RECORDS SUPPLIED>
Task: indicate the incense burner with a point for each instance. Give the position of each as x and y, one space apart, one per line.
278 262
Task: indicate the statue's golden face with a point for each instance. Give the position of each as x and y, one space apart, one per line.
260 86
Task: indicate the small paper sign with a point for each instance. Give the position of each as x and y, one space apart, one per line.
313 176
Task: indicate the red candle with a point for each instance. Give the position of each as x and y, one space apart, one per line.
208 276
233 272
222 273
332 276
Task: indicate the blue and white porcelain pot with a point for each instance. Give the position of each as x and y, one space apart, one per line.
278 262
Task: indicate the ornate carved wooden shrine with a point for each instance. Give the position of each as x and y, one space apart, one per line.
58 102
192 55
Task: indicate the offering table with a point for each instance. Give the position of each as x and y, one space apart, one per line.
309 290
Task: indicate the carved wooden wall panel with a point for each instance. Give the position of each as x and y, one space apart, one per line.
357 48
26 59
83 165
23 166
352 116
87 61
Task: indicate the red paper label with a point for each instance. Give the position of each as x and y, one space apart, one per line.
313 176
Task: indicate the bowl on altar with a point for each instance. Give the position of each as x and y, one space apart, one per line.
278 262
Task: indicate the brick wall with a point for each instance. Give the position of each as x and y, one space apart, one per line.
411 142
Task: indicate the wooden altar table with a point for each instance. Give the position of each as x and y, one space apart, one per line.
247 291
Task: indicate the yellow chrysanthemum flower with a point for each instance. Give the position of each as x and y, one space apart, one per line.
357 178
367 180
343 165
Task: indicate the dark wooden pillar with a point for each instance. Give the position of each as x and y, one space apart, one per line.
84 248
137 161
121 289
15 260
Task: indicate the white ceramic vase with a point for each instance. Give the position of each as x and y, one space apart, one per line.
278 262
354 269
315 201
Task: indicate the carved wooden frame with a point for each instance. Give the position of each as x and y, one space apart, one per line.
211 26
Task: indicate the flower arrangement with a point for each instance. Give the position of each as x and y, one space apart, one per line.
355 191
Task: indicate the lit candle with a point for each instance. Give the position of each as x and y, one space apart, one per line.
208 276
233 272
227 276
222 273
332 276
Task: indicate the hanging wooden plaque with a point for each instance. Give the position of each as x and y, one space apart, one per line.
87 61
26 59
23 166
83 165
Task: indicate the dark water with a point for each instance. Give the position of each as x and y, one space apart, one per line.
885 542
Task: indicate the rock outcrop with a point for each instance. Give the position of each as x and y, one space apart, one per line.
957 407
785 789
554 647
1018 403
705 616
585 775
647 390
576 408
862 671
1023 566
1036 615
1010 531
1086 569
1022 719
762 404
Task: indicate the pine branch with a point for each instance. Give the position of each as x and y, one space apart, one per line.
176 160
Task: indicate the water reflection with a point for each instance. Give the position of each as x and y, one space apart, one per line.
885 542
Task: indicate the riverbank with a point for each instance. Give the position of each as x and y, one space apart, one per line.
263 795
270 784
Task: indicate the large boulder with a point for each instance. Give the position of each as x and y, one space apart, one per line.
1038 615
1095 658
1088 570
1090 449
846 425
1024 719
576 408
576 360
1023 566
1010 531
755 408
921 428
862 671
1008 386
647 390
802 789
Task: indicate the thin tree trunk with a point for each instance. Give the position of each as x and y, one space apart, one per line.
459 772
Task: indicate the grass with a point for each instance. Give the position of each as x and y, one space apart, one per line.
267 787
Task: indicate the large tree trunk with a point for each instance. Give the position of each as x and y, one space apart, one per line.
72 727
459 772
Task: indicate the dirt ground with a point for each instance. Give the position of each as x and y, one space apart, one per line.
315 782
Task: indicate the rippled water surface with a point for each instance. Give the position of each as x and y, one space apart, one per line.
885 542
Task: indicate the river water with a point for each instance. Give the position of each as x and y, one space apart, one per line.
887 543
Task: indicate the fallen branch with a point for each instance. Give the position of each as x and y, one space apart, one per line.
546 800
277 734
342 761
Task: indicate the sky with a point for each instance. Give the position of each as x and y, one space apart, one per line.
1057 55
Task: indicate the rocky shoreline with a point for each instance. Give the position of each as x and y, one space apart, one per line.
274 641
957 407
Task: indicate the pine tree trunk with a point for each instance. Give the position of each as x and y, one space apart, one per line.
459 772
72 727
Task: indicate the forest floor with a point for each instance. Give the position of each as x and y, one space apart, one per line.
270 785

EXERCISE BRIEF> A precise copy of the whole listing is the expected answer.

ANSWER>
Task: indicate the incense burner with a point for each instance. Give the position of each as x and y, one space apart, one per line.
278 262
Task: indicate the statue's golden face with a point for each instance. Give the position of each as x and y, one space apart, one per line.
260 86
Task: indicate the small paper sign with a point for each instance. Give the position of each as x and y, one space apart, one per line.
313 176
Task: indicate the red candle with a point for each instance. Give the position of each as x and y, one space apart, one per line.
208 276
233 272
222 273
332 276
Task: indicate the blue and white porcelain pot with a point for each instance. Give the position of each as x and y, one space apart, one per line.
278 262
Task: indicate the ornate carved wooden shrine with a point for each instance. Give the position of each as x and y, one space apart, one per line.
58 102
192 55
Task: indicate the offering table with a point for each instance. Give the position of each as x and y, one space apart, one per line.
309 290
Task: indicate the carved wooden wall panel with a point for each instance. Give the position of each as x and y, one space apart, one per line.
357 48
26 59
83 165
23 166
352 116
87 61
Task: indicate the red paper label with a point for each instance. Give the position of each as x and y, one space apart, one per line.
313 176
Task: indicate the bowl on altar with a point for each instance. Give the position of each as x and y, one space apart, one per line.
278 262
Task: indicate the brick wall with a point for each instance. Give the position of each as x and y, one space apart, one per line.
411 142
Task: indicate the wooden altar table with a point for each instance. Give the position of each as x and y, one space apart, one per line.
247 291
Task: indicate the yellow chrysanthemum flower with a point for each instance. Give the position of each as x and y, one space apart, one per line.
357 178
367 180
343 165
Task: indicate the dark wooden pillar with a point for each instance. Give the position of each as x and y, one space apart, one per line.
84 248
137 161
121 289
15 260
Task: indicate the white ceramic vase with a point for each instance. Give the position of each as x and y, one space apart, one per line.
278 262
354 269
315 201
Task: indicate the carved wooden frame with a point for each instance. Give the position of each as x and y, one space apart, one per line.
211 26
Task: indicate the flower arrangement with a point for each instance. Give the position of each as x and y, one space apart, one per line.
355 191
Task: indicate the lit candle with a point for each instance. Give the position of each as x and y, one space apart, one per line.
208 276
233 272
227 276
222 273
332 276
Task: indicate the hanging wooden plaque with a point for each instance. Give the position of each as x and y, one space apart, one per line.
87 61
26 59
23 166
83 165
Task: indicate the dark water with a point for each instance. Give the position of each as x and y, one space apart, one per line.
885 542
Task: indicate the rock outcrop with a point for each instance. Give the position of each as x and y, one space apart, one per line.
957 407
785 789
554 647
1018 403
705 616
585 775
647 390
576 408
862 671
1023 566
1036 615
1010 531
1086 569
1022 719
762 404
Task: indicate the pine branch with a point for each instance. Give the position of each as x and y, one space apart, one per line.
176 160
Task: indicate the water reflection with a point for each instance. Give the position of each as x and y, one space apart, one per line.
885 542
Task: indicate the riverbank with a point for each instance. Give the position of each as x and y, one space apart, one per line.
263 795
270 784
Task: indicate the large boulder with a point for each instance. Give the position of each as x and y, one space apart, one per line.
1038 615
1095 658
1088 570
1090 449
846 425
1024 719
576 408
576 360
1023 566
1010 531
755 408
921 428
862 671
1008 386
647 390
802 789
Task: indicate the thin tree trunk with a point for each instance. Give the position of each as x and y, one space apart, one per line.
459 772
Task: indicate the grass with a point for each instance. Give the position of each as x and y, one space apart, one per line.
267 787
Task: indicate the large tree trunk with a point for each instance. Give the position of each as x and y, one space apart, one per line.
72 727
459 772
Task: indicate the dirt ground with a point for each instance. Give the position of each as x and y, one space apart, one per line.
315 782
Task: indicate the rippled water surface with a point for each instance. Give the position of each as x and y, one space apart, one per line.
885 542
Task: indicate the river water with a point for each instance. Give the position of each as x and y, one space apart, one per line.
887 543
Task: indicate the fallen branch with a point for each instance. Give the position of each as x and y, one space apart, one per line.
546 800
277 734
342 761
Task: indicate the sky with a point for each instance. Give the position of each as x and y, one space apart, one per line.
1057 55
Task: indicate the rocky shoreline with a point for each instance. Give the position of each as x and y, one space apart, one per line.
274 641
957 407
Task: indicate the pine tree trunk with a point for each instance. Give the position of each as x and y, one space apart, one per line.
459 772
72 727
Task: indicate the forest floor with a point for each instance. Give the position of each as x and y, one space apart, one per line.
270 785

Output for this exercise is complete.